Set down each entry exactly as given; pictures should not appear in the copy.

MATERIAL SUPPLIED:
◆ ◆ ◆

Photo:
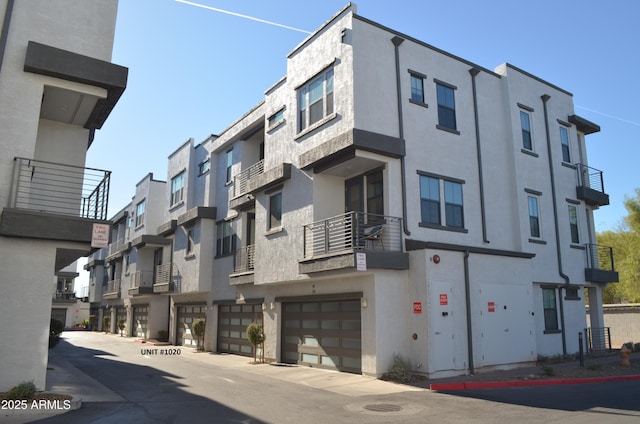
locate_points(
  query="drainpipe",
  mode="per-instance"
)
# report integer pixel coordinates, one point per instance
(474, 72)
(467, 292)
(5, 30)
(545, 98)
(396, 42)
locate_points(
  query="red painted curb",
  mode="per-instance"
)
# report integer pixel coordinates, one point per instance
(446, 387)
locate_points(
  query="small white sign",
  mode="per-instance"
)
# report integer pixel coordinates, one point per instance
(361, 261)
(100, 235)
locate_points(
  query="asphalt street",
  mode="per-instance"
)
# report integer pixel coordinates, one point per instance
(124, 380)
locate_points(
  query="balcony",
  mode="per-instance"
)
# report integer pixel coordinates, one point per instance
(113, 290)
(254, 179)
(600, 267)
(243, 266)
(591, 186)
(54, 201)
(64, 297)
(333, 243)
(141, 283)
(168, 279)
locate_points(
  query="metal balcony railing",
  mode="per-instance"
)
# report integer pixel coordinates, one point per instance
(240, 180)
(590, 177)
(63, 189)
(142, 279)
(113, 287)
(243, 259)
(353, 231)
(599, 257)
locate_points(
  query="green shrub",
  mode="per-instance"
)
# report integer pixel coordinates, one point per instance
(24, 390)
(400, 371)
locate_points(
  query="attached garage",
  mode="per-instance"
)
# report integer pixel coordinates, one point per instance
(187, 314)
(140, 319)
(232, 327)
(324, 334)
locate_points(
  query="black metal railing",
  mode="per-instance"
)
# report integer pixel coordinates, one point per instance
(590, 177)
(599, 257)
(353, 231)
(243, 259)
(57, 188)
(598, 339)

◆ ◆ ◆

REPLY:
Photo:
locate_points(
  query="drainpipe",
  mode="per-instance"
)
# report integer pixel coordinates, one point per instance
(474, 72)
(467, 292)
(5, 30)
(545, 98)
(396, 42)
locate_points(
  query="red painted curb",
  mode="per-instance"
)
# report integer pixel coordinates, one point per instance
(446, 387)
locate_points(
  query="small white sign",
  mode="per-instance"
)
# report integer pixel coordinates, one point per instance
(361, 261)
(100, 235)
locate_points(
  query="asphalt street",
  mode="per-instance"
)
# report integer pixel coordinates, one point per instance
(124, 380)
locate_points(
  query="balcony",
  mode="per-instance"
)
# report integer pixel coordinates, one point per instance
(113, 290)
(254, 179)
(600, 267)
(243, 266)
(591, 186)
(54, 201)
(64, 297)
(333, 243)
(141, 283)
(168, 279)
locate_points(
  query="metal balcony railing",
  mode="per-instance"
)
# report integer pixel coordinates, one point per instance
(240, 180)
(590, 177)
(63, 189)
(142, 279)
(113, 287)
(243, 259)
(353, 231)
(599, 257)
locate_points(
  query="green shrub",
  mode="per-instance"
)
# report integer pixel coordinates, one point per instance
(24, 390)
(400, 371)
locate_points(
  query="attached garage",
  mode="per-instance"
)
# report integer pixel coordinates, one point per instance
(187, 314)
(140, 319)
(232, 327)
(324, 334)
locate_points(
  query="black metal railing",
  mode="per-instance"
)
# report integer pixel coordinates, one point per instance
(590, 177)
(599, 257)
(353, 231)
(243, 259)
(57, 188)
(598, 339)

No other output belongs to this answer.